**GOAL:** Copy the lines below word for word, beginning at the line that contains "conditioning logo --mode=segment" and stopping after the line that contains "[[[346,194],[378,194],[378,159],[364,152],[346,153]]]".

**MATERIALS PROVIDED:**
########################################

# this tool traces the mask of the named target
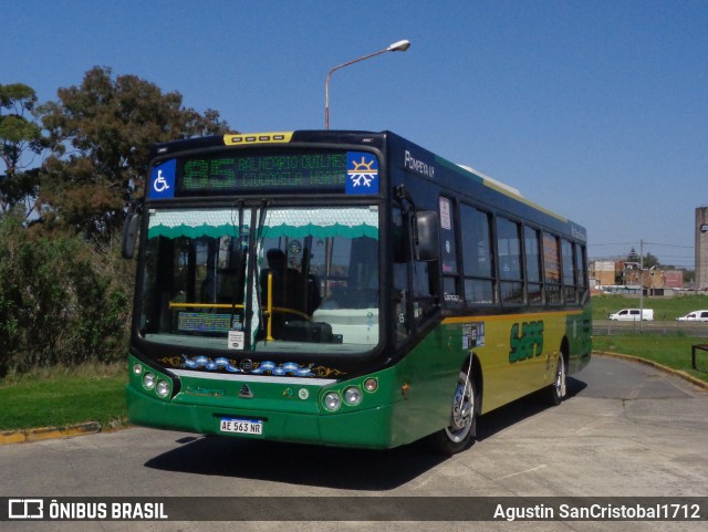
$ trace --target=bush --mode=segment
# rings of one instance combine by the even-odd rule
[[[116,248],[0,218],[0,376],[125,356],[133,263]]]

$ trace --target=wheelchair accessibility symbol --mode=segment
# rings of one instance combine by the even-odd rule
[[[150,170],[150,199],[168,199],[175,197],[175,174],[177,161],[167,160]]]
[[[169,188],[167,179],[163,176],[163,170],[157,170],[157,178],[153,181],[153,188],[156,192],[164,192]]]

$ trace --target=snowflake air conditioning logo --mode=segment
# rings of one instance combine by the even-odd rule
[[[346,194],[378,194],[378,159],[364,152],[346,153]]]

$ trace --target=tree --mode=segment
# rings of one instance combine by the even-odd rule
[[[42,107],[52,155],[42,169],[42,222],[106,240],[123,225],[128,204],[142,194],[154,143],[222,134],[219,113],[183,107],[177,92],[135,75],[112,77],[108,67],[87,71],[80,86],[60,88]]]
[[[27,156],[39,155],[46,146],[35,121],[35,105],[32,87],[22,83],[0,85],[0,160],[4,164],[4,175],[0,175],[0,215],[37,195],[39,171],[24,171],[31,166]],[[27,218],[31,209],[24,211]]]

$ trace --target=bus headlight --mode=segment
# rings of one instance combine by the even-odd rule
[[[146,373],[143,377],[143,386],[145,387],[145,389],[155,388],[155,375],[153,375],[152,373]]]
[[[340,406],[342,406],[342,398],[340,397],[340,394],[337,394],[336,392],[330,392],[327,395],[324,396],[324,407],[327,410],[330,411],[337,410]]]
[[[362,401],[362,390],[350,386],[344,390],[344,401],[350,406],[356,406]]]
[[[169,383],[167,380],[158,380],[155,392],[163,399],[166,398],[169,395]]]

########################################

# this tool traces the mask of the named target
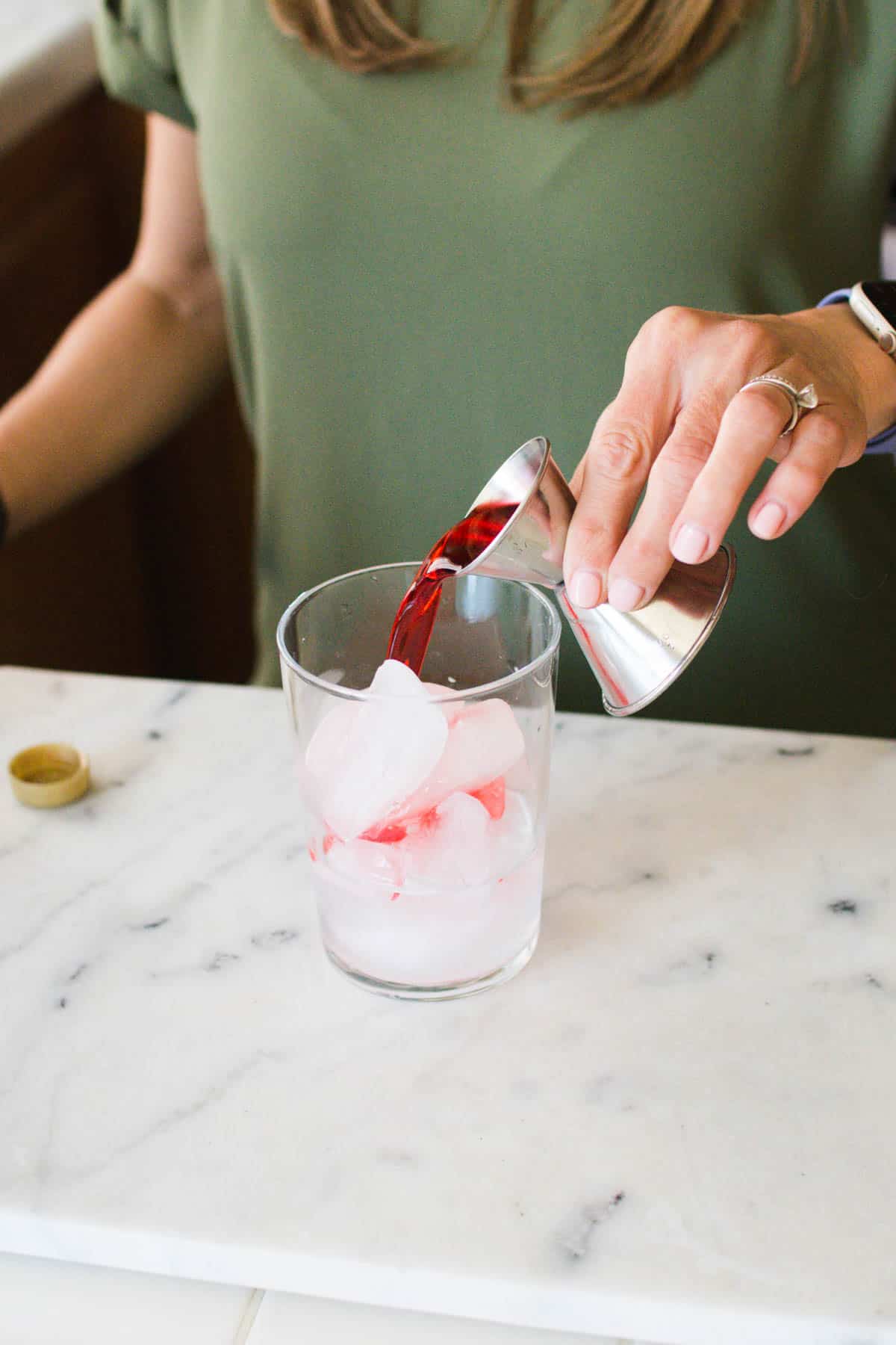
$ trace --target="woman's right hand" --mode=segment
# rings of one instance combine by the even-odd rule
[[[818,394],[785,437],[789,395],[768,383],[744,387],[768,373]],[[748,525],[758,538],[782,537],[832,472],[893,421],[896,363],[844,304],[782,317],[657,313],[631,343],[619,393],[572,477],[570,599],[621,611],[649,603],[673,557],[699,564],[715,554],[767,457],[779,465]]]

########################################

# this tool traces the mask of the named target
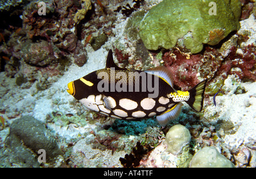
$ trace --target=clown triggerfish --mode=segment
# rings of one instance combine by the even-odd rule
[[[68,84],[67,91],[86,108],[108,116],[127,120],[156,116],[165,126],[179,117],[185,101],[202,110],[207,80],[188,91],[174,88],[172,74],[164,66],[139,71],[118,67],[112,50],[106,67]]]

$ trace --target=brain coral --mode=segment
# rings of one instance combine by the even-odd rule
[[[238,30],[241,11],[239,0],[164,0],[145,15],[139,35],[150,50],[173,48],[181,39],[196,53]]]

########################################

**FULL ANSWER:**
$ trace --target=snowflake air conditioning logo --mode=segment
# rings of one instance combine by the even-odd rule
[[[346,194],[378,194],[378,159],[364,152],[346,153]]]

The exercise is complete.